■ Source text:
>>

The optimism surrounding 23-unit Native can be attributed to its performance throughout the COVID crisis.

Before the outbreak, off-premises represented about 11 percent of sales. Chaon says Native knew it had to amplify that channel to five times that number, and the brand achieved it almost immediately thanks to the early adoption of a COVID playbook. While other full-service restaurants ran 75 to 80 percent down, Native saw declines of only 45 percent in the first month and a half.

The restaurant experienced sales growth in September year-over-year, and that’s because the brand successfully executed its off-premises message, Chaon says. A majority of units have allowed 50 percent capacity for several weeks, but 30 percent of sales are still coming from outside the four walls. Loyalty signups soared 135 percent, which increased total membership to 250,000 and boosted loyalty sales by 25 percent.

Chaon says the brand, which is located in Arizona, Texas, and Illinois, has developed a cult-like following because of its 41-year legacy—he even remembers eating 10-cent wings while at Arizona State University. The CEO explains that although Native is an older company, it keeps itself relevant with its Native app and how it’s messaging across social media.

“The fact we were first to market 40 years ago, driving that message to our loyal guests is incredibly important for us,” Chaon says. “And I think that's why when you have a brand our size and we're up over a quarter million native users—active users—it's certainly important to us. It was everything for us as far as being a legacy brand.”

Currently, Native is working toward a prototype store that will further extend its relevance with consumers. Chaon notes that the restaurant will remain focused on full-service and live sports, but the chain will do it in a more robust, smaller footprint with a potential pickup window.

The prototype is also informed by social distancing changes and how customers are greeted at the table. For example, Native is examining the use of QR codes, a feature that went from dead a couple of years ago to the “best thing since sliced bread” amid the pandemic, Chaon says.

Native Grill & Wings

Native believes the pandemic will help stimulate development.

“Any of that old world thinking into the new world thinking—that’s what we're going to do with our new prototype,” Chaon says. “… We want to get as much information from all of our constituents. So whether those constituents are guests, whether they are vendors, whether they are people that we know as far our competition … If we can take what we do today well and we can incorporate really our core values—so our passion for what we do in our community, the integrity of our brand, the quality and craveability of our food, the awareness, whether that be social awareness, awareness of what's going on in an economic environment, and connection to our communities—then we feel like we're gonna take all of that and our legacy, and we hope to put it into a 2,500 to 3,000-square-foot building.”

The CEO believes the pandemic will help stimulate development. Similar to other full-service restaurants, the tough times pushed Native to strategically realign P&L, such as smaller menus, implementation of staff, and better controls. These changes resulted in unit level profitability during the most critical months.

This allows the brand to create stronger franchising tools like the new operating partner program in which the company will tell the story of its legacy and use it as an accelerant to find operators.

The objective is to open two locations in 2021 and reach a four-to-six development pace by 2022. Chaon says that as a franchisor, Native wants to provide the best avenue to reach 40 units, not 100. And if the company crosses 40 and everything appears right, then the brand will set a new benchmark.

“We just want to take that little engine that could  and we want to put it now into a rocket ship,” Chaon says. “When I say we're going to put wings on Mars, that's going to be interpretation up to all the people associated with the brand, and we want to take that creative thinking, we want to get all the information that we can gather and data, and I think we can keep the brand growing. I think that if we look up tomorrow, I'd rather have 40 restaurants just kicking butt than have 100 restaurants struggling.”

<<

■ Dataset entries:
>>

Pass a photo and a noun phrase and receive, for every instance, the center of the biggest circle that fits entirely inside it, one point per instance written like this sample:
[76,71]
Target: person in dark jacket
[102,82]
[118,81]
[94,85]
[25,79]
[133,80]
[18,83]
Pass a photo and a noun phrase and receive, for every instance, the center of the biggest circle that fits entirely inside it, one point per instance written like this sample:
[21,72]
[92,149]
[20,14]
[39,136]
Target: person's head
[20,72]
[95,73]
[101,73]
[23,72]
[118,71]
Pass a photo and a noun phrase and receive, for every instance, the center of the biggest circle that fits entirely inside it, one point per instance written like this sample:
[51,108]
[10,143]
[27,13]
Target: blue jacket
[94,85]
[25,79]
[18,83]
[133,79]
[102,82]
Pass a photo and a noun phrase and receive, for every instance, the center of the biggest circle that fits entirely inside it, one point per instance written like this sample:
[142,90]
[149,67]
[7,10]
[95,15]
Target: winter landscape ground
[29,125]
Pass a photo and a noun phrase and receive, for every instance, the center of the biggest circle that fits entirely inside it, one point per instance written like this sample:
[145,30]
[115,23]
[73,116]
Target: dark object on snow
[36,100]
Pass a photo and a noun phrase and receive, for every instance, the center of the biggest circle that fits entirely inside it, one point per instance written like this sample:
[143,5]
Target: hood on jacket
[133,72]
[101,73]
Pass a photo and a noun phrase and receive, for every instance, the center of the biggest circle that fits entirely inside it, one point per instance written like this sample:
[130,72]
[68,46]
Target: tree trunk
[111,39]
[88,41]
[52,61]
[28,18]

<<

■ Activity list:
1. According to the article on Native, what share of sales did off-premises represent before the outbreak?
2. From the article on Native, copy everything from "Before the outbreak, off-premises" down to "and a half." word for word.

■ Answers by task:
1. About 11 percent.

2.
Before the outbreak, off-premises represented about 11 percent of sales. Chaon says Native knew it had to amplify that channel to five times that number, and the brand achieved it almost immediately thanks to the early adoption of a COVID playbook. While other full-service restaurants ran 75 to 80 percent down, Native saw declines of only 45 percent in the first month and a half.